• BRIEF
Could you output the whole listing exactly as it stands, minus any images?

• MATERIAL SUPPLIED

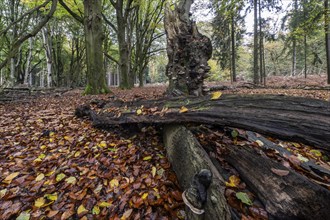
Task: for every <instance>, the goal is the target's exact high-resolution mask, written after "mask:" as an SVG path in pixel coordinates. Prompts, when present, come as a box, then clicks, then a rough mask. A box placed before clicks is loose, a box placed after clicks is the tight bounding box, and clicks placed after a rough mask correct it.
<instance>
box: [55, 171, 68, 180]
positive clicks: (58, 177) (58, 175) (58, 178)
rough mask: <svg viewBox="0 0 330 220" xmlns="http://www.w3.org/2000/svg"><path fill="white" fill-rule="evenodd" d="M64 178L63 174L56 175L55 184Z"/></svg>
mask: <svg viewBox="0 0 330 220" xmlns="http://www.w3.org/2000/svg"><path fill="white" fill-rule="evenodd" d="M65 177H66V176H65V174H64V173H60V174H57V176H56V182H60V181H61V180H62V179H64V178H65Z"/></svg>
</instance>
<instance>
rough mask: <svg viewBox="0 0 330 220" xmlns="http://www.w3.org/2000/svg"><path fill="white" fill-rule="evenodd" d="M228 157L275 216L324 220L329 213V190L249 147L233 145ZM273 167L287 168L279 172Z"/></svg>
mask: <svg viewBox="0 0 330 220" xmlns="http://www.w3.org/2000/svg"><path fill="white" fill-rule="evenodd" d="M229 150H230V152H229V153H228V155H227V156H226V157H225V159H226V160H227V161H228V162H229V163H230V164H231V165H232V166H233V167H235V168H236V170H237V171H238V172H239V174H240V177H241V178H242V179H243V180H244V182H245V183H246V184H247V185H248V186H249V188H251V189H252V191H253V192H254V193H255V194H256V195H258V198H259V199H260V200H261V201H262V203H263V204H264V206H265V208H266V210H267V212H268V213H270V214H271V215H272V216H273V217H274V218H275V219H314V220H323V219H327V218H328V217H329V216H330V209H329V204H330V191H329V190H327V189H325V188H323V187H321V186H319V185H317V184H315V183H313V182H311V181H310V180H309V179H308V178H306V177H304V176H302V175H300V174H298V173H296V172H295V171H294V170H292V169H288V168H286V167H284V166H283V165H282V164H280V163H278V162H275V161H273V160H270V159H269V158H267V157H263V156H261V155H260V154H258V153H257V151H256V150H254V149H251V148H249V147H238V146H231V147H230V149H229ZM274 169H276V170H281V171H288V174H287V175H278V174H276V173H274V172H273V171H274Z"/></svg>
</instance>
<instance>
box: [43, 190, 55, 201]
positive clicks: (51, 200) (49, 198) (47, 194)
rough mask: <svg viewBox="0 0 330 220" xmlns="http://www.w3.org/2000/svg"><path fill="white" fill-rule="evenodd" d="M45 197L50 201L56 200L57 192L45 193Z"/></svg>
mask: <svg viewBox="0 0 330 220" xmlns="http://www.w3.org/2000/svg"><path fill="white" fill-rule="evenodd" d="M45 197H46V198H47V199H49V200H51V201H56V200H57V193H56V192H55V193H53V194H46V195H45Z"/></svg>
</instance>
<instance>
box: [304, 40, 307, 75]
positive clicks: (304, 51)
mask: <svg viewBox="0 0 330 220" xmlns="http://www.w3.org/2000/svg"><path fill="white" fill-rule="evenodd" d="M304 76H305V79H306V78H307V35H306V34H304Z"/></svg>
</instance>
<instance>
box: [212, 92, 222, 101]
mask: <svg viewBox="0 0 330 220" xmlns="http://www.w3.org/2000/svg"><path fill="white" fill-rule="evenodd" d="M221 96H222V92H214V93H212V96H211V100H217V99H219V98H220V97H221Z"/></svg>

• SOLUTION FOR THIS EXERCISE
Task: for every <instance>, the goal is the target's exact high-resolution mask, written after "mask:" as an SVG path in pixel coordinates. Prompts, when present, come as a box, then clicks, then a rough mask. A box placed before clicks is loose, a box placed after clicks is the tight bounding box, and clicks placed after a rough mask correct it.
<instance>
box: [55, 171, 68, 180]
positive clicks: (58, 177) (58, 175) (58, 178)
rough mask: <svg viewBox="0 0 330 220" xmlns="http://www.w3.org/2000/svg"><path fill="white" fill-rule="evenodd" d="M64 178L63 174L56 175L55 184Z"/></svg>
mask: <svg viewBox="0 0 330 220" xmlns="http://www.w3.org/2000/svg"><path fill="white" fill-rule="evenodd" d="M65 177H66V176H65V174H64V173H60V174H57V176H56V182H60V181H61V180H62V179H64V178H65Z"/></svg>
</instance>
<instance>
rough mask: <svg viewBox="0 0 330 220" xmlns="http://www.w3.org/2000/svg"><path fill="white" fill-rule="evenodd" d="M228 157L275 216L324 220L329 213V190L249 147L233 145ZM273 167L287 168L279 172Z"/></svg>
mask: <svg viewBox="0 0 330 220" xmlns="http://www.w3.org/2000/svg"><path fill="white" fill-rule="evenodd" d="M229 150H230V152H229V153H228V155H227V156H226V157H225V159H226V160H227V161H228V162H229V163H230V164H231V165H232V166H233V167H235V168H236V170H237V171H238V172H239V174H240V177H241V178H242V179H243V180H244V182H245V183H246V184H247V185H248V186H249V188H251V189H252V191H253V192H254V193H255V194H256V195H258V198H259V199H260V200H261V201H262V203H263V204H264V206H265V208H266V210H267V212H268V213H270V214H271V215H272V216H273V217H274V218H275V219H314V220H323V219H327V218H328V217H329V216H330V209H329V204H330V191H329V190H327V189H325V188H323V187H321V186H319V185H317V184H315V183H313V182H311V181H310V180H309V179H308V178H306V177H304V176H302V175H300V174H298V173H296V172H295V171H294V170H292V169H288V168H286V167H284V166H283V165H282V164H280V163H278V162H275V161H273V160H270V159H269V158H267V157H263V156H261V155H260V154H258V153H257V151H256V150H254V149H251V148H249V147H238V146H231V147H230V149H229ZM274 169H276V170H281V171H288V174H287V175H278V174H276V173H274V172H273V171H274Z"/></svg>
</instance>
<instance>
box: [43, 190, 55, 201]
positive clicks: (51, 200) (49, 198) (47, 194)
rough mask: <svg viewBox="0 0 330 220" xmlns="http://www.w3.org/2000/svg"><path fill="white" fill-rule="evenodd" d="M45 197L50 201L56 200L57 192L45 193Z"/></svg>
mask: <svg viewBox="0 0 330 220" xmlns="http://www.w3.org/2000/svg"><path fill="white" fill-rule="evenodd" d="M45 197H46V198H47V199H49V200H51V201H56V200H57V193H56V192H55V193H53V194H46V195H45Z"/></svg>
</instance>
<instance>
box: [304, 40, 307, 75]
positive clicks: (304, 51)
mask: <svg viewBox="0 0 330 220" xmlns="http://www.w3.org/2000/svg"><path fill="white" fill-rule="evenodd" d="M304 76H305V79H306V78H307V35H306V34H304Z"/></svg>
</instance>
<instance>
box: [212, 92, 222, 101]
mask: <svg viewBox="0 0 330 220" xmlns="http://www.w3.org/2000/svg"><path fill="white" fill-rule="evenodd" d="M221 96H222V92H214V93H212V96H211V100H217V99H219V98H220V97H221Z"/></svg>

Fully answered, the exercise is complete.